→ Stored records
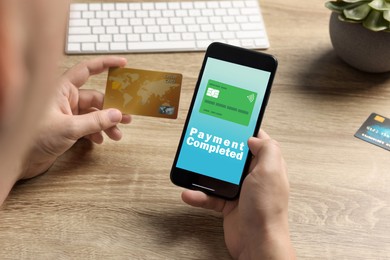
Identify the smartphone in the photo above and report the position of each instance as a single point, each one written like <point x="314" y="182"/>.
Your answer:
<point x="227" y="108"/>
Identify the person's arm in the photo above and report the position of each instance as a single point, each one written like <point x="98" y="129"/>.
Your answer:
<point x="256" y="225"/>
<point x="74" y="113"/>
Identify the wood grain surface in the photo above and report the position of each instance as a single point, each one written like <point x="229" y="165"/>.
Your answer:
<point x="115" y="201"/>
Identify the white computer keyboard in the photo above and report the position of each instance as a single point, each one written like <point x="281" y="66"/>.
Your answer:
<point x="164" y="26"/>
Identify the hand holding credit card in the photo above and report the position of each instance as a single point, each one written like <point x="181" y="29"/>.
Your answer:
<point x="143" y="92"/>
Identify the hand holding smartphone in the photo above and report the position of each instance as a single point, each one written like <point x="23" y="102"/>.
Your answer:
<point x="227" y="108"/>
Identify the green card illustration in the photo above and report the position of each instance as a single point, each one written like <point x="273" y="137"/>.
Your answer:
<point x="228" y="102"/>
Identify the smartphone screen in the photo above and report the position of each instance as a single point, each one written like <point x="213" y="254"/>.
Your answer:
<point x="227" y="108"/>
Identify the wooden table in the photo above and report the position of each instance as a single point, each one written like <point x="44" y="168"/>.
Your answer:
<point x="115" y="201"/>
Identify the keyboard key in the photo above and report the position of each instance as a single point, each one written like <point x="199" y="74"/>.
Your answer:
<point x="78" y="22"/>
<point x="74" y="47"/>
<point x="88" y="46"/>
<point x="82" y="38"/>
<point x="103" y="46"/>
<point x="118" y="46"/>
<point x="80" y="30"/>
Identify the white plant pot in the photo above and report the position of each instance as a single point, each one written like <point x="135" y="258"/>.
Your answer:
<point x="359" y="47"/>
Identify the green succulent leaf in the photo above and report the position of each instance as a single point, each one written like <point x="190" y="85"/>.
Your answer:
<point x="352" y="1"/>
<point x="375" y="21"/>
<point x="341" y="6"/>
<point x="380" y="5"/>
<point x="386" y="15"/>
<point x="373" y="14"/>
<point x="358" y="13"/>
<point x="342" y="18"/>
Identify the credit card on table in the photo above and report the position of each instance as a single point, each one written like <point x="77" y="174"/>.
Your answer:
<point x="376" y="130"/>
<point x="143" y="92"/>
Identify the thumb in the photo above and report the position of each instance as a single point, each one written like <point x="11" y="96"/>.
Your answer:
<point x="254" y="145"/>
<point x="94" y="122"/>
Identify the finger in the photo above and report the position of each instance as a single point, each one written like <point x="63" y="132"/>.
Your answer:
<point x="114" y="133"/>
<point x="97" y="138"/>
<point x="126" y="119"/>
<point x="201" y="200"/>
<point x="85" y="109"/>
<point x="254" y="145"/>
<point x="94" y="122"/>
<point x="90" y="98"/>
<point x="263" y="135"/>
<point x="80" y="73"/>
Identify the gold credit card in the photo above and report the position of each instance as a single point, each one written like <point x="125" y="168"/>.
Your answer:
<point x="143" y="92"/>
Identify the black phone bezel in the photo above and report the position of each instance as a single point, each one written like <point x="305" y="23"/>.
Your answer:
<point x="237" y="55"/>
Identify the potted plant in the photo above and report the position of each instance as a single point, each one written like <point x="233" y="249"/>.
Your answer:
<point x="360" y="33"/>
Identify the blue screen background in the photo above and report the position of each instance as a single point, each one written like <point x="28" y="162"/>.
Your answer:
<point x="215" y="165"/>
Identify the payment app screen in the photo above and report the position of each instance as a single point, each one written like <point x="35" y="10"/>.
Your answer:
<point x="223" y="118"/>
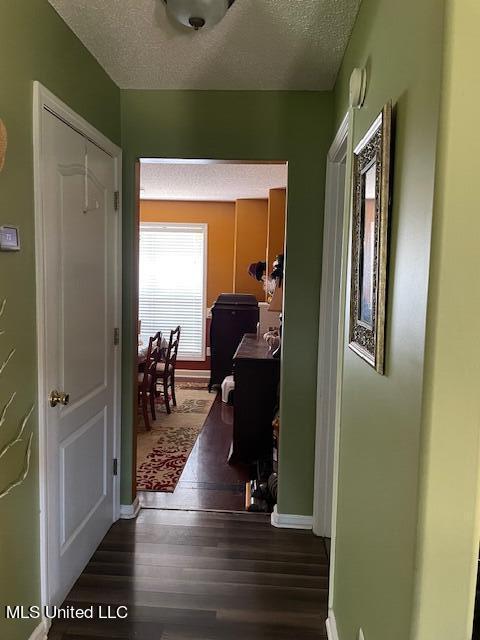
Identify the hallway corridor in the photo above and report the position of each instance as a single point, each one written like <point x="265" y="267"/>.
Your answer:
<point x="203" y="576"/>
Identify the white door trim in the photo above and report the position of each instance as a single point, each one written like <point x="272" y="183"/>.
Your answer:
<point x="329" y="327"/>
<point x="331" y="624"/>
<point x="43" y="99"/>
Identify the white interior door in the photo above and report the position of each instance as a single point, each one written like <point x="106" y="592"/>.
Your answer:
<point x="80" y="236"/>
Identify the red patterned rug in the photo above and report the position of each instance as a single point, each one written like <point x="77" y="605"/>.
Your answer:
<point x="162" y="453"/>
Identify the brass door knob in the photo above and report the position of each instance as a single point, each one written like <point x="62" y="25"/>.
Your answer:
<point x="58" y="397"/>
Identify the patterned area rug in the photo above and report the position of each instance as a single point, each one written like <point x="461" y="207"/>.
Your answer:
<point x="162" y="453"/>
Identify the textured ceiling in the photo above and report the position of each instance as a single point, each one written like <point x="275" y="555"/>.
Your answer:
<point x="260" y="44"/>
<point x="209" y="181"/>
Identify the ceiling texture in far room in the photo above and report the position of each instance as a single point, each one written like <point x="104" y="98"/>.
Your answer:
<point x="260" y="44"/>
<point x="206" y="180"/>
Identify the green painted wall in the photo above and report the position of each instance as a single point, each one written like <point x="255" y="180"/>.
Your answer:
<point x="245" y="125"/>
<point x="35" y="44"/>
<point x="449" y="526"/>
<point x="400" y="44"/>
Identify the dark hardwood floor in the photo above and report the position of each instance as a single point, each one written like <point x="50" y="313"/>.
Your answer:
<point x="203" y="576"/>
<point x="208" y="481"/>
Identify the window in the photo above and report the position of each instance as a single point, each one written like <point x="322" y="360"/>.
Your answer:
<point x="172" y="284"/>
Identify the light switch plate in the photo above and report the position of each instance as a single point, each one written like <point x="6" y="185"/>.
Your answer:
<point x="9" y="238"/>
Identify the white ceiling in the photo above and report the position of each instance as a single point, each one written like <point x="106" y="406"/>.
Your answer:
<point x="209" y="181"/>
<point x="260" y="44"/>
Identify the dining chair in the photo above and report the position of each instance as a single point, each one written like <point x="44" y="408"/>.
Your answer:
<point x="165" y="370"/>
<point x="147" y="378"/>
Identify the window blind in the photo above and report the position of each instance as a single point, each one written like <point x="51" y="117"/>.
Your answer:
<point x="172" y="284"/>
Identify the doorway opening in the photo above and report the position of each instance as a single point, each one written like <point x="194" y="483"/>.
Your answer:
<point x="211" y="239"/>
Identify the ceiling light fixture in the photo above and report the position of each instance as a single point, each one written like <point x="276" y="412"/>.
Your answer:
<point x="198" y="13"/>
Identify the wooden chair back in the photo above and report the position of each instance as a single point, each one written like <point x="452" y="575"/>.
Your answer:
<point x="154" y="352"/>
<point x="172" y="349"/>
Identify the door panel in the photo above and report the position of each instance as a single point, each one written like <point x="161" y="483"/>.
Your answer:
<point x="80" y="249"/>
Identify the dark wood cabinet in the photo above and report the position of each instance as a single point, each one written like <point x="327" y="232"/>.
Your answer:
<point x="257" y="376"/>
<point x="233" y="315"/>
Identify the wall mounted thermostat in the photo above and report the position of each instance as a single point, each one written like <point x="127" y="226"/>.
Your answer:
<point x="9" y="238"/>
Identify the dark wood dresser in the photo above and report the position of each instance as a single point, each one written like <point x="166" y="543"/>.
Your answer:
<point x="257" y="376"/>
<point x="233" y="315"/>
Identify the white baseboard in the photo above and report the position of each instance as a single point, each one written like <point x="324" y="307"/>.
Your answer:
<point x="130" y="511"/>
<point x="290" y="521"/>
<point x="41" y="631"/>
<point x="331" y="625"/>
<point x="201" y="374"/>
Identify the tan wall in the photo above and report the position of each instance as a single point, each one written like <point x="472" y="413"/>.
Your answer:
<point x="220" y="217"/>
<point x="251" y="217"/>
<point x="276" y="225"/>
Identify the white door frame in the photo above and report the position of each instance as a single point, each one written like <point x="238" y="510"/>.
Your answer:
<point x="330" y="343"/>
<point x="43" y="99"/>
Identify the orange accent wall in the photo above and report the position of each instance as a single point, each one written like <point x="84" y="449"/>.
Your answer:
<point x="251" y="221"/>
<point x="220" y="217"/>
<point x="277" y="202"/>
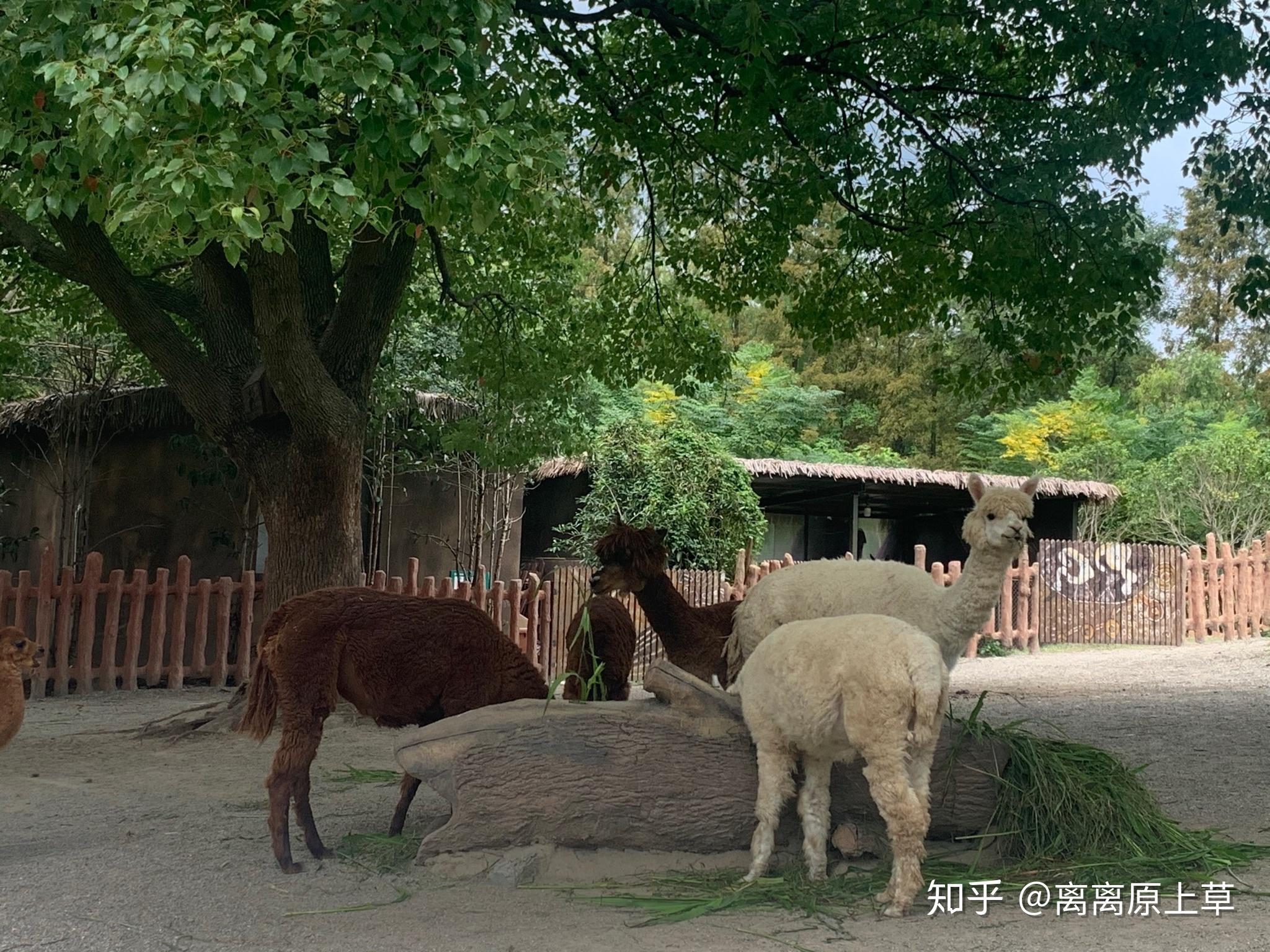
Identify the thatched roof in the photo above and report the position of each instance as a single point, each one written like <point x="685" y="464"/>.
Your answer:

→ TASK ITEM
Give only the number of lines in the data that hold the string "patterned".

→ SOLUTION TO THIS TASK
2